- [Qué hacer] Copia las entradas de abajo línea por línea, sin cambiar nada.

- [Datos de partida]
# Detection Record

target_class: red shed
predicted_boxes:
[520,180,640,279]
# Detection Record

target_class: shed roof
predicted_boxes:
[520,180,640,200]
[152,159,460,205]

- [Resultado final]
# Detection Record

target_class: red shed
predicted_boxes:
[520,180,640,279]
# Detection Record

target_class: shed roof
predicted_boxes:
[520,180,640,200]
[152,159,460,205]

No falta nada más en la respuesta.